:: STATED EXERCISE ::
Turn everything from the top of the listing down to and including the line that contains "[[162, 63]]" into a Markdown table. Use two columns, No. and Text, with one line per row, and leave out blank lines.

— START AVAILABLE DATA —

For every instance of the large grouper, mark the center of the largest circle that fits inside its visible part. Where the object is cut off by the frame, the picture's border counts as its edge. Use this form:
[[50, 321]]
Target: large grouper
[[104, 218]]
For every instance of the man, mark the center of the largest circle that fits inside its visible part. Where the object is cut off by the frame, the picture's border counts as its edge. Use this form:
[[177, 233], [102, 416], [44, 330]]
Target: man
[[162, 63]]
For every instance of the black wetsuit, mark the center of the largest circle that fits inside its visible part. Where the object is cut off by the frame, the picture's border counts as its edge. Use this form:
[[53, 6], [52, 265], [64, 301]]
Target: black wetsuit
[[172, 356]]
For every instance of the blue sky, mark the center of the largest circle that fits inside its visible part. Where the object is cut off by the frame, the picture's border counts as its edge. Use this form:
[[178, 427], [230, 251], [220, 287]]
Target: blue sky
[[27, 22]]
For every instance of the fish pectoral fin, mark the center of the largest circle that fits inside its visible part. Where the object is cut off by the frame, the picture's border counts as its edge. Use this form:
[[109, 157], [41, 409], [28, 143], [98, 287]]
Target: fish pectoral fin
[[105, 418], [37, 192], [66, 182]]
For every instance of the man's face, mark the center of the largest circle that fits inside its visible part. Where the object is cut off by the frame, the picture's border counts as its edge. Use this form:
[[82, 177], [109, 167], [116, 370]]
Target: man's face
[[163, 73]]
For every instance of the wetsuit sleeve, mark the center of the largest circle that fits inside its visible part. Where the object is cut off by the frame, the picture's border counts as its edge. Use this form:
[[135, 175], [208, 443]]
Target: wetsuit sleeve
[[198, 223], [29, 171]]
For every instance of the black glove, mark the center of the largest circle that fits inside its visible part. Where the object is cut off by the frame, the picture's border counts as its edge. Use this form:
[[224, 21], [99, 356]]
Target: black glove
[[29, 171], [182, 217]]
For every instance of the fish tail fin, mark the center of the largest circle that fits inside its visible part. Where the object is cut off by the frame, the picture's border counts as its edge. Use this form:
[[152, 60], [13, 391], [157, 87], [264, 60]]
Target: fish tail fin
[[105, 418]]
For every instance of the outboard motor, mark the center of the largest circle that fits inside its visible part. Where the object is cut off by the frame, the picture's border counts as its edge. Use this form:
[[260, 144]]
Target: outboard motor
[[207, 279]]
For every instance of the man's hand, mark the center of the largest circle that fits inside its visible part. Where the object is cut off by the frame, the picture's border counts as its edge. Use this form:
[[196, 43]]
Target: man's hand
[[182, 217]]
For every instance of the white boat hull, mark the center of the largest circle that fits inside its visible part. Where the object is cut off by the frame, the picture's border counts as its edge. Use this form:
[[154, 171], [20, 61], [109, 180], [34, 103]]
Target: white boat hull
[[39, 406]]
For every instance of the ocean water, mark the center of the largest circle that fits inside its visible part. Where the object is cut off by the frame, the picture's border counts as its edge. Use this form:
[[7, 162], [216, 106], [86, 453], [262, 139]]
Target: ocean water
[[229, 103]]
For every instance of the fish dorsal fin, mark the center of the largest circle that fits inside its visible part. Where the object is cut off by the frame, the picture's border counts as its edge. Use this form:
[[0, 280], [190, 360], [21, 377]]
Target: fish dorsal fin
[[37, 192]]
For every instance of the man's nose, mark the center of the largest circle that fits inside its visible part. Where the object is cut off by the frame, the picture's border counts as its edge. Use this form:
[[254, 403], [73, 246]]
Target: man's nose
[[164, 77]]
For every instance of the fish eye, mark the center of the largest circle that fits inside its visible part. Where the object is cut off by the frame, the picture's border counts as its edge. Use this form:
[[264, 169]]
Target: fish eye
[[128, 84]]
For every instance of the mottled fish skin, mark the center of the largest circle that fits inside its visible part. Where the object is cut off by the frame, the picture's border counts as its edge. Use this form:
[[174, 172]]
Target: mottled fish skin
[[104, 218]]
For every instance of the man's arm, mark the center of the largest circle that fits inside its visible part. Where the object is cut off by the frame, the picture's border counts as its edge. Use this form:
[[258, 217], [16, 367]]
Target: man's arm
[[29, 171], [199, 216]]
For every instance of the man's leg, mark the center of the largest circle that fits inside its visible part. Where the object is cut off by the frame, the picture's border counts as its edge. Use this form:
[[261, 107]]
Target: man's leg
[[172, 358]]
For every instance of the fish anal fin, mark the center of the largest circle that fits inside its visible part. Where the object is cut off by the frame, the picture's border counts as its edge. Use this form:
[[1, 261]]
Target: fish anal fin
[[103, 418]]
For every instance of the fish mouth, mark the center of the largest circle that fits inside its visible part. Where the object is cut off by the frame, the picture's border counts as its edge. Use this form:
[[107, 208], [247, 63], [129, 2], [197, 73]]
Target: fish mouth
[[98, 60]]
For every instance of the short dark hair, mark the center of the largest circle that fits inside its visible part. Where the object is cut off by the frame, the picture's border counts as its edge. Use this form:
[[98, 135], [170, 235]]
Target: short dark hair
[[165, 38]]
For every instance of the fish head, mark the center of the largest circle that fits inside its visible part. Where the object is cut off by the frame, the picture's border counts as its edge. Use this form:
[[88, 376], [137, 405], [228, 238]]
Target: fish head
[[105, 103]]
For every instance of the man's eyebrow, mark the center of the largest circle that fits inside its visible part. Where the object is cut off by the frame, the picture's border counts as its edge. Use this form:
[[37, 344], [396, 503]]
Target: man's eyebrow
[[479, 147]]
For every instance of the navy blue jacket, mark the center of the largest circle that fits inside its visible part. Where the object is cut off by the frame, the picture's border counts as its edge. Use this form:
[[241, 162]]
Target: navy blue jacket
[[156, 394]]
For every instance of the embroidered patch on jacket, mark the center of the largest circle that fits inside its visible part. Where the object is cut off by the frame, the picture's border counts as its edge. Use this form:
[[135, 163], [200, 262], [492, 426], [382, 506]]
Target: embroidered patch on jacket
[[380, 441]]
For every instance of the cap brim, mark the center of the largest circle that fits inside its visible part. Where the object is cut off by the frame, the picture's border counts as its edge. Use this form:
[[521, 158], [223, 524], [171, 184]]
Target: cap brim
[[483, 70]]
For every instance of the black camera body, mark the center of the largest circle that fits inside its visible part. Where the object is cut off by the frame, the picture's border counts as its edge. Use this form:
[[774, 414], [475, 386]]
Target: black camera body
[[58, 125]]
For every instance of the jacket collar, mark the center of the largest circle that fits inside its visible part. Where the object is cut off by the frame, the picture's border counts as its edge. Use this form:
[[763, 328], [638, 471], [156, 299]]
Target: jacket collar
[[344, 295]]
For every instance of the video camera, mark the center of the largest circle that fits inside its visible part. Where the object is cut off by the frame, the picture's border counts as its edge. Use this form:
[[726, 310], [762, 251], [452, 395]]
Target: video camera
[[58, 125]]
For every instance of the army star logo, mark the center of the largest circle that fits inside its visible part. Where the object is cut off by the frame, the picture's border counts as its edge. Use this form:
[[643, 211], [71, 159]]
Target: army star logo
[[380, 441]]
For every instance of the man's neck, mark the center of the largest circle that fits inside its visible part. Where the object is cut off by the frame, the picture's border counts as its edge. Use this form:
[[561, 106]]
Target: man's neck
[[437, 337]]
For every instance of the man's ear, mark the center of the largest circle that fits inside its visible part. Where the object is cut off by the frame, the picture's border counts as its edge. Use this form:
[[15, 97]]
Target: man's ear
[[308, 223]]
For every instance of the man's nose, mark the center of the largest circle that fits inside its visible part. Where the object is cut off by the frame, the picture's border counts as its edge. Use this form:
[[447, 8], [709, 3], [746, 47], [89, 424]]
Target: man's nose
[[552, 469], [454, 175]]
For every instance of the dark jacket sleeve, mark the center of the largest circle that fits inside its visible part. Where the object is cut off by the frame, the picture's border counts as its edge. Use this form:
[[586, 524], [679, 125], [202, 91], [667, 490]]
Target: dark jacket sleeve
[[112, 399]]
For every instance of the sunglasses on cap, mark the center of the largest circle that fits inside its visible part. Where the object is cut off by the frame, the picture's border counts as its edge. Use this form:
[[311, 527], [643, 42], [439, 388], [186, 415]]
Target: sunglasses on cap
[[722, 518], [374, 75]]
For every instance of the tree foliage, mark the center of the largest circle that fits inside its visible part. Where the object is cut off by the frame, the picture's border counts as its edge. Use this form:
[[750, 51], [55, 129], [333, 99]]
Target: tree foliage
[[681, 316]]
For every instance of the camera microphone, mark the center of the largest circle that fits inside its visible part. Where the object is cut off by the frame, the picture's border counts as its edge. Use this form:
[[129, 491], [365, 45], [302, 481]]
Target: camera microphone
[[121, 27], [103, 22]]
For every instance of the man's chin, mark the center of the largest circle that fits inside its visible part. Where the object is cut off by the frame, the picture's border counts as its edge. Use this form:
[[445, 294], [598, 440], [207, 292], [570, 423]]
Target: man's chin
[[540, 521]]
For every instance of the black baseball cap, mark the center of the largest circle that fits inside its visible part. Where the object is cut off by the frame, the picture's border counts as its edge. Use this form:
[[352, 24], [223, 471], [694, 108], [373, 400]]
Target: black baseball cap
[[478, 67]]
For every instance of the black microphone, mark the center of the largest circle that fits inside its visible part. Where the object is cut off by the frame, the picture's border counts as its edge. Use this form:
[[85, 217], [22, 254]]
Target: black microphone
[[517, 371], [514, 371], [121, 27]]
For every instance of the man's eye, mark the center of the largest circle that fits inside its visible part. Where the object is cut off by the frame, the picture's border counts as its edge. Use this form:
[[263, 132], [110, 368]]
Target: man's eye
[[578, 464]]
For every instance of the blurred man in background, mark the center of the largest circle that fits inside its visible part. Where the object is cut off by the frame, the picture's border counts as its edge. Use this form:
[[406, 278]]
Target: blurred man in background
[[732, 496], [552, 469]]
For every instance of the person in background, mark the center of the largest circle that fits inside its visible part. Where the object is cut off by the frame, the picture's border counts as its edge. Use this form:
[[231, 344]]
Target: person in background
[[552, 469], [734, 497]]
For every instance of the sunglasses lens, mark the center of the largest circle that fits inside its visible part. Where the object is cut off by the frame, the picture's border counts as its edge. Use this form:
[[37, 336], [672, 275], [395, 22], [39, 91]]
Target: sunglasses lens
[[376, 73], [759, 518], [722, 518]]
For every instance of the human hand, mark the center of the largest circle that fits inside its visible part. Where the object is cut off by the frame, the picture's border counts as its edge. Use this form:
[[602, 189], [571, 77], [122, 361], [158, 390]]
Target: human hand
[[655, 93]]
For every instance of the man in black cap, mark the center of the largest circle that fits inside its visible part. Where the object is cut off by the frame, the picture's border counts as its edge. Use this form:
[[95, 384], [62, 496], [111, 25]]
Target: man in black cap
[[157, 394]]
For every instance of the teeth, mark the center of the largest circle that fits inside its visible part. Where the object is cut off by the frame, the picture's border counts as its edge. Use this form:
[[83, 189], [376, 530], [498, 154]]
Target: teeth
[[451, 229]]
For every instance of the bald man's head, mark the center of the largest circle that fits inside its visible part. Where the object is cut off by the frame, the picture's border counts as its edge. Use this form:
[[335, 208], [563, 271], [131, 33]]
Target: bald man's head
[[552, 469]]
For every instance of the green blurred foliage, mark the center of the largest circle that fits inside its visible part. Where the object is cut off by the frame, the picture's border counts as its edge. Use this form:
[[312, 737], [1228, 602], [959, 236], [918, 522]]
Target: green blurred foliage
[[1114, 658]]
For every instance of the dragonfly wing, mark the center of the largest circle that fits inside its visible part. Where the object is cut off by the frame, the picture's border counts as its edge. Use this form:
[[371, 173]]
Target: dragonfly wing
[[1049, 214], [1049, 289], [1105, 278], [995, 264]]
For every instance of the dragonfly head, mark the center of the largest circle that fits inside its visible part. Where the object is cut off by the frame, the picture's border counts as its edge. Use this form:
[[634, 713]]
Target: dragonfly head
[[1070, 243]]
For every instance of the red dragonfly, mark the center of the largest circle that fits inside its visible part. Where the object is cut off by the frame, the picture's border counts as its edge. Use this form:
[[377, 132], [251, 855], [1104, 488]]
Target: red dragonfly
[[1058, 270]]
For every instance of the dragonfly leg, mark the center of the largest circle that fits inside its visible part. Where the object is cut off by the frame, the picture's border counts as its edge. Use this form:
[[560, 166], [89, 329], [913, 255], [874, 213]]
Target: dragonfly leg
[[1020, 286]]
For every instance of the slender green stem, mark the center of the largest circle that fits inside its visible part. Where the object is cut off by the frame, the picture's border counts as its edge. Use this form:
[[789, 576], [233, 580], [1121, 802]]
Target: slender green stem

— END AVAILABLE DATA —

:: RESPONSE FOR THIS EXERCISE ::
| No. | Text |
|---|---|
| 1 | For every instance of the large grouper, mark the center of the largest circle that fits inside its visible part. Where the object is cut off by the frame, the picture's border counts as its edge. Use this form: |
| 2 | [[50, 321]] |
| 3 | Target: large grouper |
| 4 | [[104, 218]] |
| 5 | For every instance of the man, mark the center of the largest circle that fits inside its visible part. Where the object is cut off by the frame, the picture's border counts as its edge. Use this form: |
| 6 | [[177, 233], [102, 416], [44, 330]] |
| 7 | Target: man |
| 8 | [[162, 63]] |